### AIM OF THE EXERCISE
Count the lines in the material below that contain the word "green". Reply with the number alone.

** start of AVAILABLE RECORDS **

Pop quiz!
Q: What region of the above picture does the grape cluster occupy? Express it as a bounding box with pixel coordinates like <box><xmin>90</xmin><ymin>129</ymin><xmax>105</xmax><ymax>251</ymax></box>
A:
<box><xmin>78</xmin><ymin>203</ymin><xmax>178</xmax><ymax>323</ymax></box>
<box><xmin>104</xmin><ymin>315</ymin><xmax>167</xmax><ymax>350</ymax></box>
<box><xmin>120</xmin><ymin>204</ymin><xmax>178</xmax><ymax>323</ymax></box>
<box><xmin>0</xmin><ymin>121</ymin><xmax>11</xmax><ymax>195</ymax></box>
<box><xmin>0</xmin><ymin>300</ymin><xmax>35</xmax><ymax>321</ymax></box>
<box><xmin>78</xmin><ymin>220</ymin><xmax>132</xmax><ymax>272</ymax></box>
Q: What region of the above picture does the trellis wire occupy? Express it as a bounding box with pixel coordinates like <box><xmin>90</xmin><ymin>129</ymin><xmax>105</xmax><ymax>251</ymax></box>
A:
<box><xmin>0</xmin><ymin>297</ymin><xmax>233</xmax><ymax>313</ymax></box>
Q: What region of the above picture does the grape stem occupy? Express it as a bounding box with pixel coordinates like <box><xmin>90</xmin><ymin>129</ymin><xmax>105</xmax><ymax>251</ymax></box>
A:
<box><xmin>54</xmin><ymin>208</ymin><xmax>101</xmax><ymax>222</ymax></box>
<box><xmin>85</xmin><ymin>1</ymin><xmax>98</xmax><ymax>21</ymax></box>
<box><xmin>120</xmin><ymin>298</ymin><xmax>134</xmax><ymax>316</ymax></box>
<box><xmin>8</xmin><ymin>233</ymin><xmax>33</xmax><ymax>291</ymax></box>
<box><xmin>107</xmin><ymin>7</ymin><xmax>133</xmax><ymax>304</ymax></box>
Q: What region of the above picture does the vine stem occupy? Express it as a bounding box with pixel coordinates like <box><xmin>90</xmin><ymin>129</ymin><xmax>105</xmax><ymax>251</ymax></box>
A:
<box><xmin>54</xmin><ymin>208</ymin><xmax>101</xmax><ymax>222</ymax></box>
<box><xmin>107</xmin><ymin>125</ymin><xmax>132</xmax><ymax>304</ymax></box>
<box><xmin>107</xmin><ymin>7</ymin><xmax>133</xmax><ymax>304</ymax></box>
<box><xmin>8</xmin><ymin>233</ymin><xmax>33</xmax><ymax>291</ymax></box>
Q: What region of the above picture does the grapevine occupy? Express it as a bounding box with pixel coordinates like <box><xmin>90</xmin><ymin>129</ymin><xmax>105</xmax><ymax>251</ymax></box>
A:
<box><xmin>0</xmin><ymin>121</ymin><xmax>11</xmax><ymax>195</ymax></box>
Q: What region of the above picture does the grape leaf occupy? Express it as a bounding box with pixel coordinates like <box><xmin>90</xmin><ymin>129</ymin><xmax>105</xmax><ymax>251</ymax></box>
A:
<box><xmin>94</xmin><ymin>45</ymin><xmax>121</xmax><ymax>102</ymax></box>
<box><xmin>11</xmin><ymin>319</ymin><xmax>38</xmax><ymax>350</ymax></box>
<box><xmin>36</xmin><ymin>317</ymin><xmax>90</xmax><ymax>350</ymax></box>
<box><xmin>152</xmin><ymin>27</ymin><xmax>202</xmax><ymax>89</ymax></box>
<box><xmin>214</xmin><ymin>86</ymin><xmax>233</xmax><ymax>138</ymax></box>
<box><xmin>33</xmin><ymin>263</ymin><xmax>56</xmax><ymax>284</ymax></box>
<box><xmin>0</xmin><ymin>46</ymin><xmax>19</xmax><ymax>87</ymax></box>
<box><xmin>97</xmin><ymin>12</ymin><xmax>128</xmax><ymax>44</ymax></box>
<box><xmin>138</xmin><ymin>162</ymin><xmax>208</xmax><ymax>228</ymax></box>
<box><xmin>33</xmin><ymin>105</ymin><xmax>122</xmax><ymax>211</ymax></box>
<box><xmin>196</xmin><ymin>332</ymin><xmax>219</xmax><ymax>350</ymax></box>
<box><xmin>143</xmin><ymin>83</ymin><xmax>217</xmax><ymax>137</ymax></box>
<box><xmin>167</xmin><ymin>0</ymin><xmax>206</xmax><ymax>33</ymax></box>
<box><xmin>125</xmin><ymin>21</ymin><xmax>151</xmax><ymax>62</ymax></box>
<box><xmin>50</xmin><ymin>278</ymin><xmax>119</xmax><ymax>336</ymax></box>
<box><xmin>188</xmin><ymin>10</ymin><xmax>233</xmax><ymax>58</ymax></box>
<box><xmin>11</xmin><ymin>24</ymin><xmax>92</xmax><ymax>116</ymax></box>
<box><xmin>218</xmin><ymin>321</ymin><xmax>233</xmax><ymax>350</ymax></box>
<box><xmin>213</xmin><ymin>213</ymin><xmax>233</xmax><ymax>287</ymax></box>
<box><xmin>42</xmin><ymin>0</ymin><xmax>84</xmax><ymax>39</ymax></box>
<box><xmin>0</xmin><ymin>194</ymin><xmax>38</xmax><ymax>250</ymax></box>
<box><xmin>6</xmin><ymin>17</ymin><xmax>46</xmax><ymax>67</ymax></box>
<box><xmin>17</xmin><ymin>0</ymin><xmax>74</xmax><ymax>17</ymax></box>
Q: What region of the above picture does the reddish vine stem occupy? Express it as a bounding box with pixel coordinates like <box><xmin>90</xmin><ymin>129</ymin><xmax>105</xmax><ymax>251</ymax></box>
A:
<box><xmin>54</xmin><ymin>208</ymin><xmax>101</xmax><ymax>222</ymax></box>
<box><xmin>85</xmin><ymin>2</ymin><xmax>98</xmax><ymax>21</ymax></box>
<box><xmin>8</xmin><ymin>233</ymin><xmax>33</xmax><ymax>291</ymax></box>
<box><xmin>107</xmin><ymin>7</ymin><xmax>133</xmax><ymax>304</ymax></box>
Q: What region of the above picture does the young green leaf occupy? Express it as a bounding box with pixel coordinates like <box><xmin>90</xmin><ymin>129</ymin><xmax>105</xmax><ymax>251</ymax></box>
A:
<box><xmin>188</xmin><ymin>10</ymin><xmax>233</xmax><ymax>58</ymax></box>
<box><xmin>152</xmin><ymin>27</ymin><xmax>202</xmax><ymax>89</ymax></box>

** end of AVAILABLE RECORDS **

### ANSWER TO THE TASK
1